GIVEN ENTRIES:
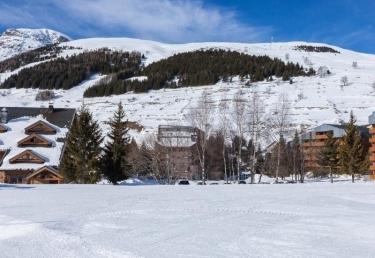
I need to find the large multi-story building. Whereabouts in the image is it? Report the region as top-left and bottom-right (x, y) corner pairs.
(0, 105), (75, 184)
(301, 119), (375, 172)
(156, 125), (200, 180)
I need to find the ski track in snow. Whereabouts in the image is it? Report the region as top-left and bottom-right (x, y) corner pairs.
(0, 38), (375, 141)
(0, 183), (375, 258)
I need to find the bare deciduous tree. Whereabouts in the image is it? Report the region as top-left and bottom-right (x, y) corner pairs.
(187, 91), (214, 184)
(233, 90), (247, 181)
(247, 92), (265, 184)
(219, 91), (230, 183)
(271, 94), (290, 183)
(340, 76), (349, 86)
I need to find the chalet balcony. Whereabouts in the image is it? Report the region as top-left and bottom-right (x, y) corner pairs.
(315, 134), (328, 140)
(302, 141), (325, 148)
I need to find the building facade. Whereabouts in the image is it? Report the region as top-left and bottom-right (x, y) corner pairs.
(155, 125), (201, 180)
(301, 121), (375, 172)
(0, 105), (75, 184)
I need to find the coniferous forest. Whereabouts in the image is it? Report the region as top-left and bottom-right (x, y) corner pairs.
(1, 49), (141, 89)
(84, 49), (315, 97)
(0, 46), (315, 97)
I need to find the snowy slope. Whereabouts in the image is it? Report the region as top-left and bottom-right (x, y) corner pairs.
(0, 115), (68, 169)
(0, 183), (375, 258)
(0, 29), (70, 61)
(0, 38), (375, 141)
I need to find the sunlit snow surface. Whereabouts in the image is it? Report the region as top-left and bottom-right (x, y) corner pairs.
(0, 182), (375, 258)
(0, 38), (375, 142)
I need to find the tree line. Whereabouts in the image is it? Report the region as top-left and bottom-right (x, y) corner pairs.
(295, 45), (340, 54)
(60, 91), (369, 184)
(0, 44), (78, 73)
(317, 112), (370, 182)
(1, 48), (141, 89)
(84, 49), (315, 97)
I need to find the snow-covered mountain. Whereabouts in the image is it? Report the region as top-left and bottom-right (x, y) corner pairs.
(0, 29), (70, 61)
(0, 35), (375, 142)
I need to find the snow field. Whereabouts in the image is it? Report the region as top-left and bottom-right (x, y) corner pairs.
(0, 183), (375, 258)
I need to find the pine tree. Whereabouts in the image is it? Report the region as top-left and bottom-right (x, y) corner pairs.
(60, 106), (103, 184)
(100, 103), (131, 184)
(318, 133), (339, 183)
(339, 112), (368, 183)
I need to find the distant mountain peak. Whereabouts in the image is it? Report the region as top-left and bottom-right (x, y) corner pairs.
(0, 28), (70, 61)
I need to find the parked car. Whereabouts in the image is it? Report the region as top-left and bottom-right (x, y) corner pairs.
(178, 180), (190, 185)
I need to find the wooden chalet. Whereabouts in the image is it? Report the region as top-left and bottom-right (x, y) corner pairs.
(0, 105), (75, 184)
(17, 133), (52, 148)
(301, 124), (375, 172)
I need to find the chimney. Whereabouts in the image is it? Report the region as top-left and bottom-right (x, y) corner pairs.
(48, 101), (53, 113)
(0, 107), (8, 124)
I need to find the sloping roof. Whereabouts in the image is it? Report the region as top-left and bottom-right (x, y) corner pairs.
(9, 149), (48, 164)
(2, 107), (75, 127)
(26, 166), (64, 179)
(0, 115), (69, 170)
(302, 124), (369, 140)
(17, 133), (52, 146)
(25, 120), (57, 133)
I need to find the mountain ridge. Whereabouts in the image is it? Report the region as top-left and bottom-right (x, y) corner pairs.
(0, 28), (71, 61)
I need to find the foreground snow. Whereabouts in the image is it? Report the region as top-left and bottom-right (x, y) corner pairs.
(0, 183), (375, 258)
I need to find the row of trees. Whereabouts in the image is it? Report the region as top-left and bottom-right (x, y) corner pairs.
(60, 103), (132, 184)
(60, 90), (368, 184)
(187, 90), (291, 183)
(318, 113), (369, 182)
(1, 49), (142, 89)
(85, 49), (315, 97)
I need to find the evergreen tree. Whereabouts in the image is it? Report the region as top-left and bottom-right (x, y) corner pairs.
(318, 133), (339, 183)
(101, 103), (131, 184)
(339, 112), (368, 183)
(60, 106), (103, 184)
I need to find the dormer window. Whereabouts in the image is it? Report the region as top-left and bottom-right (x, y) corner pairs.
(17, 134), (52, 147)
(9, 150), (46, 164)
(25, 120), (56, 134)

REQUEST: Give all of the data above as a Markdown table with the columns Row and Line, one numbered row per line and no rows for blank lines. Leave the pictures out.

RESULT BELOW:
| Row | Line |
|---|---|
| 1 | I need to find the large multi-story building. Whereabouts in the image is it? Report the region as top-left and bottom-right (x, y) corner pairs. |
| 2 | (0, 105), (75, 184) |
| 3 | (301, 119), (375, 172) |
| 4 | (156, 125), (200, 180) |
| 5 | I need to find the ski track in snow. Whereabouts in the image is it? Report the region as top-left and bottom-right (x, y) corner pairs. |
| 6 | (0, 38), (375, 141) |
| 7 | (0, 183), (375, 258) |
| 8 | I need to find the bare deciduous tree. Whereabouts in the image is it? Report the region as top-left and bottom-right (x, y) corner pairs. |
| 9 | (187, 91), (214, 184) |
| 10 | (233, 90), (247, 181) |
| 11 | (247, 92), (265, 184) |
| 12 | (219, 91), (230, 183) |
| 13 | (271, 94), (290, 183) |
| 14 | (340, 76), (349, 86) |
| 15 | I need to find the chalet balcony. Whereabouts in the image is it? Report the region as top-left and bottom-right (x, y) corner pairs. |
| 16 | (315, 134), (328, 140) |
| 17 | (302, 141), (325, 148) |
| 18 | I need to find the building facade. Whereabouts in the image is it? Report the region as top-left and bottom-right (x, y) corner pairs. |
| 19 | (155, 125), (201, 180) |
| 20 | (301, 121), (375, 172) |
| 21 | (0, 105), (75, 184) |
| 22 | I need to find the coniferous forest. Whereabouts in the image is it? Report the region as top-left and bottom-right (x, y) corner pairs. |
| 23 | (1, 49), (141, 89) |
| 24 | (84, 49), (315, 97) |
| 25 | (0, 46), (315, 97) |
| 26 | I need to find the snowy slope. Whereabouts in the image is it? Report the region as top-left and bottom-right (x, y) corner pairs. |
| 27 | (0, 115), (68, 169) |
| 28 | (0, 183), (375, 258) |
| 29 | (0, 29), (70, 61) |
| 30 | (0, 38), (375, 141) |
| 31 | I need to find the sunlit snow surface. Whereabouts in the image is it? Report the region as top-left and bottom-right (x, y) corner pairs. |
| 32 | (0, 182), (375, 258) |
| 33 | (0, 38), (375, 142) |
| 34 | I need to find the tree line. Whereabouts in the image is it? Report the region as top-left and bottom-right (x, y) corner pairs. |
| 35 | (295, 45), (340, 54) |
| 36 | (60, 91), (369, 184) |
| 37 | (0, 44), (78, 73) |
| 38 | (317, 112), (370, 182) |
| 39 | (1, 48), (141, 89) |
| 40 | (84, 49), (315, 97) |
| 41 | I need to find the snow-covered mountain. Whereabouts in the image is it? Report the region as top-left and bottom-right (x, y) corner pairs. |
| 42 | (0, 29), (70, 61) |
| 43 | (0, 35), (375, 142) |
| 44 | I need to find the snow field. Whereabouts in the image is it? Report the region as top-left and bottom-right (x, y) corner pairs. |
| 45 | (0, 183), (375, 258) |
| 46 | I need to find the pine tree. Whereabouts in the image is it? Report the region as top-left and bottom-right (x, y) corner pairs. |
| 47 | (60, 106), (103, 184) |
| 48 | (100, 103), (131, 184) |
| 49 | (318, 133), (339, 183) |
| 50 | (339, 112), (368, 183) |
| 51 | I need to find the distant mountain peak. Whereabouts in the image is it? Report the region as top-left and bottom-right (x, y) corner pairs. |
| 52 | (0, 28), (70, 61) |
| 53 | I need to find the parked car. Whereabouts in the image is it? Report the region as top-left and bottom-right (x, y) corner pairs. |
| 54 | (178, 180), (190, 185) |
| 55 | I need to find the wooden chalet. Whereabouts in the image is it? Report the region as top-left and bottom-right (x, y) corner pairs. |
| 56 | (0, 105), (75, 184) |
| 57 | (17, 133), (52, 148) |
| 58 | (301, 124), (375, 172) |
| 59 | I need to find the chimney. Whereabouts in the image is it? Report the region as top-left and bottom-right (x, y) corner pairs. |
| 60 | (48, 101), (53, 113) |
| 61 | (0, 107), (8, 124) |
| 62 | I need to find the sloping roof. Whereabouts in the image is it? Report the region as top-left and bottom-right (x, y) corner pairs. |
| 63 | (9, 149), (48, 164) |
| 64 | (2, 107), (75, 127) |
| 65 | (26, 166), (64, 179) |
| 66 | (0, 115), (69, 170) |
| 67 | (302, 124), (369, 140) |
| 68 | (17, 133), (52, 146) |
| 69 | (25, 120), (57, 133) |
| 70 | I need to find the mountain ridge. Whereabouts in the image is it? Report the region as top-left and bottom-right (x, y) corner pairs. |
| 71 | (0, 28), (71, 61) |
| 72 | I need to find the foreground snow. Whereabouts in the image is it? Report the region as top-left and bottom-right (x, y) corner pairs. |
| 73 | (0, 183), (375, 258) |
| 74 | I need to find the row of trees. Whereabouts in the image is it? Report the region as top-left and bottom-right (x, y) corner pairs. |
| 75 | (60, 103), (132, 184) |
| 76 | (60, 90), (368, 184) |
| 77 | (187, 90), (291, 183) |
| 78 | (318, 113), (369, 182) |
| 79 | (1, 49), (142, 89) |
| 80 | (85, 49), (315, 97) |
| 81 | I need to find the evergreen tree. Whereabouts in the image is it? Report the region as top-left and bottom-right (x, y) corner pairs. |
| 82 | (318, 133), (339, 183) |
| 83 | (101, 103), (131, 184) |
| 84 | (339, 112), (368, 183) |
| 85 | (60, 106), (103, 184) |
| 86 | I need to find the dormer window. Whereabouts in the image is it? Report the region as top-left and bottom-right (x, y) corner pairs. |
| 87 | (17, 134), (52, 147) |
| 88 | (9, 150), (46, 164) |
| 89 | (25, 120), (56, 134) |